DIRECTIVE: Select every line of the data below that contains the string "taillight", and copy each one out. Case counts.

Rows from a box labeling dataset:
— Begin —
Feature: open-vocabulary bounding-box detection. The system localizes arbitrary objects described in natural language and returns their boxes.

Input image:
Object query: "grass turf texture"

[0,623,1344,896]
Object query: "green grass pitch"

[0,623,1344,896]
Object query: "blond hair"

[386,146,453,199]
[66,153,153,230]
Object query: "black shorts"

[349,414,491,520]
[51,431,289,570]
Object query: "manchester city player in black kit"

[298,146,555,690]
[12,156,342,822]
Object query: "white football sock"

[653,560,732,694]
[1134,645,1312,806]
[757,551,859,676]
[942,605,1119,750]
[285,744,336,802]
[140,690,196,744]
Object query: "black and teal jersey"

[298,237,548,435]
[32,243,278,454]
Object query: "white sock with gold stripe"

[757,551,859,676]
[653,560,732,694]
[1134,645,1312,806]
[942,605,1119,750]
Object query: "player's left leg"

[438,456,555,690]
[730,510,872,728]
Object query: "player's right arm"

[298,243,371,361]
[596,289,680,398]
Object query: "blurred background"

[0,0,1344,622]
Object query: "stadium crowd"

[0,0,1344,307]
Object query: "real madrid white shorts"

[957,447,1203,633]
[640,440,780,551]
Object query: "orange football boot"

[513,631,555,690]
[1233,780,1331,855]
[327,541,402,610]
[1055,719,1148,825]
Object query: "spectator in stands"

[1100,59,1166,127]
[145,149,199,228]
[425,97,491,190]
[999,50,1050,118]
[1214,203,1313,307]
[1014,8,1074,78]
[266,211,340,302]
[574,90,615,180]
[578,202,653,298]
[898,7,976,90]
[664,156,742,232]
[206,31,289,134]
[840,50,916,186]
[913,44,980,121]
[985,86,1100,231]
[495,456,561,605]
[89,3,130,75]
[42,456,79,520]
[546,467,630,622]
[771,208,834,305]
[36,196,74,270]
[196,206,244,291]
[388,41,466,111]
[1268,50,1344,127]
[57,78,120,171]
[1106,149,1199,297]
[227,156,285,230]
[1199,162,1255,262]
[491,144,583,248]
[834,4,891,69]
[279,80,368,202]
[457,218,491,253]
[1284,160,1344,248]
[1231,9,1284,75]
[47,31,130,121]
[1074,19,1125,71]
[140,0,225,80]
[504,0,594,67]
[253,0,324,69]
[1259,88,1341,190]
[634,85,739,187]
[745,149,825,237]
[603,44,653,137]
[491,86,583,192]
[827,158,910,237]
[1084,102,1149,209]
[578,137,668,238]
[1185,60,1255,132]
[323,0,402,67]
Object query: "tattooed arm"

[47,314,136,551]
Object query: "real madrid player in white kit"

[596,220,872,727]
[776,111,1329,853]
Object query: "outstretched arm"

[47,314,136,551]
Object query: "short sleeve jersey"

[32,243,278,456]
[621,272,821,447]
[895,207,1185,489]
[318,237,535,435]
— End —
— Begin —
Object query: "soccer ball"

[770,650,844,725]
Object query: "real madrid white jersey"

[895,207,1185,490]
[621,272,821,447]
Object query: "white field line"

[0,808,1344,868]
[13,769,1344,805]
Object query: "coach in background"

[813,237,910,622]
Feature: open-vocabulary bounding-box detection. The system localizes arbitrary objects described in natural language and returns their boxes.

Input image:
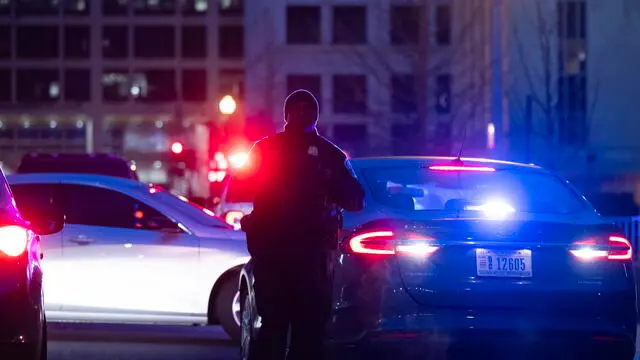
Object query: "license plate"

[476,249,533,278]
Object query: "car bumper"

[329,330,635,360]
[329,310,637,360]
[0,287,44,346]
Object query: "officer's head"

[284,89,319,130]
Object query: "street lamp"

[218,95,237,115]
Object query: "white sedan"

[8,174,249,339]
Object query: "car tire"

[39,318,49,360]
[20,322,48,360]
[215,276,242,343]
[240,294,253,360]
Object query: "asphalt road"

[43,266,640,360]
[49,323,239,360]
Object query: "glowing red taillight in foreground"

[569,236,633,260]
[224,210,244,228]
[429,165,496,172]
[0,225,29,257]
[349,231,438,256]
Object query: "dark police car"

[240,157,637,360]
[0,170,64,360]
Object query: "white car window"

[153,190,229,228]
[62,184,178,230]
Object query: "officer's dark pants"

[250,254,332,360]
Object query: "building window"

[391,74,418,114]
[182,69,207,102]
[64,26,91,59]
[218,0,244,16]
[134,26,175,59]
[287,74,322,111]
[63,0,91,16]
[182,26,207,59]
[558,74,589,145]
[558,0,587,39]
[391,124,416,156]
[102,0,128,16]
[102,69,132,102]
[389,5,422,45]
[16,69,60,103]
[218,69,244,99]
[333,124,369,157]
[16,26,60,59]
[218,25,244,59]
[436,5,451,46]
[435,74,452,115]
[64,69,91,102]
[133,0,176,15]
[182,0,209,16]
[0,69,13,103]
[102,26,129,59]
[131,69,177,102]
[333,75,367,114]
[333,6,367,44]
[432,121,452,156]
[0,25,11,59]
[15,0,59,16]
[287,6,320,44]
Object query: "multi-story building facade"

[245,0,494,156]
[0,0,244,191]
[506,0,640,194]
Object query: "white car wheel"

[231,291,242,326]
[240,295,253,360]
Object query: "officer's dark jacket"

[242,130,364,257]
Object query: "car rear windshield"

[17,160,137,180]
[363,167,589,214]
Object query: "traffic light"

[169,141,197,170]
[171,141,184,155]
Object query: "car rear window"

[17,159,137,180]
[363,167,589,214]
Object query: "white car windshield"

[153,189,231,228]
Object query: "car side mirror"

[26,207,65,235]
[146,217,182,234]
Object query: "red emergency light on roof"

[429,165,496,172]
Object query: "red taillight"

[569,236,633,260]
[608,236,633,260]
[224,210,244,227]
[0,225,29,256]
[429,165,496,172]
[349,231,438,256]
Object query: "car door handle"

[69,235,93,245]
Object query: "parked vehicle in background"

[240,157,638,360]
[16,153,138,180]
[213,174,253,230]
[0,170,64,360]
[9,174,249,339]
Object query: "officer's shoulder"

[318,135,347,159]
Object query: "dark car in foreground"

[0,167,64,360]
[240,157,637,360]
— End —
RESULT BELOW:
Object query: "glowing red taillight in foreground"
Object query: "red taillight"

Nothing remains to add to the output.